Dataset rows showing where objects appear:
★ ★ ★ ★

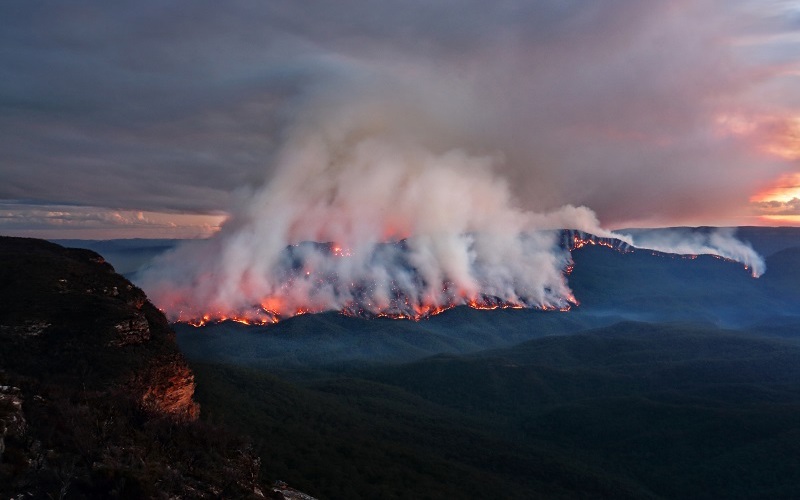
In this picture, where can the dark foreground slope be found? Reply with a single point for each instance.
(95, 399)
(634, 410)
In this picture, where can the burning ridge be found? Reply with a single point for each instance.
(296, 266)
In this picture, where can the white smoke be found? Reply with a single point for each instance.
(720, 242)
(372, 210)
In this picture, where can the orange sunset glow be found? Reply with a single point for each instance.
(780, 203)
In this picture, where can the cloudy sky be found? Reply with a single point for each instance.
(151, 118)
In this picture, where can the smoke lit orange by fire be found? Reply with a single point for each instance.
(273, 309)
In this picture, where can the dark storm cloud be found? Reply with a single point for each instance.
(172, 106)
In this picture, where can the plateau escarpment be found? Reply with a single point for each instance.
(95, 398)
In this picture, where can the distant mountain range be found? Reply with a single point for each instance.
(674, 378)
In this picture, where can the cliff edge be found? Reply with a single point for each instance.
(95, 398)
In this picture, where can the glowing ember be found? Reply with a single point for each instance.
(308, 275)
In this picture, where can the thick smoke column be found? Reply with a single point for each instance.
(373, 211)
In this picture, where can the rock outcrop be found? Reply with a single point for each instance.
(95, 398)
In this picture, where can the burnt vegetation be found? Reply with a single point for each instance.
(674, 378)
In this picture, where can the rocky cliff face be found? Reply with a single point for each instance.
(95, 398)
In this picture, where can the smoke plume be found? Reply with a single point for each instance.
(377, 205)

★ ★ ★ ★

WHAT YOU ARE ASKED TO DO. Swap "Reply" for "Answer" everywhere it occurs in the material above, leaving all other text unchanged. Omit the pictures from your answer.

FULL SOLUTION.
In this picture, where can the dark foreground slope be found? Answer with a single point for each instance.
(95, 399)
(634, 410)
In this picture, where can the burning ridge be found? Answer with a single point for each instance.
(296, 266)
In this picture, where can the white smoke be found? Answer with a single point for each instance.
(720, 242)
(372, 210)
In this picture, where can the orange sunset glow be found? Answer with a single point for each instance.
(780, 203)
In this picture, where can the cloudy sky be found? Answer with a single point for each instance.
(151, 118)
In this picture, where can the smoke lit orange by fire be found? Answer with a single point for each instance.
(273, 309)
In this picture, where can the dark storm cloud be found? Answer with a single point for each instance.
(172, 106)
In this picture, where can the plateau escarpment be found? Answer with a single point for each instance.
(95, 398)
In this picture, where can the distant mountain range be found? Answer with a single point for each instance.
(674, 378)
In this picture, where can the cliff edge be found? Answer with a single point for each instance.
(95, 398)
In this picture, where can the glowing ember be found? Answer with a single point for each instance.
(308, 275)
In this picture, where can the thick smoke column be found? Answer with a single point for each instance.
(373, 211)
In this picture, where can the rock outcrop be found? Answer with a single point for each instance.
(95, 398)
In this picture, where can the burnt vegetation be found? Answer with a single point for each instance.
(674, 378)
In this picture, where can the rocky cliff face be found? Answer with a single point for each instance.
(95, 398)
In this picture, where can the smoke plume be found? Answer with a single point for each instance.
(377, 205)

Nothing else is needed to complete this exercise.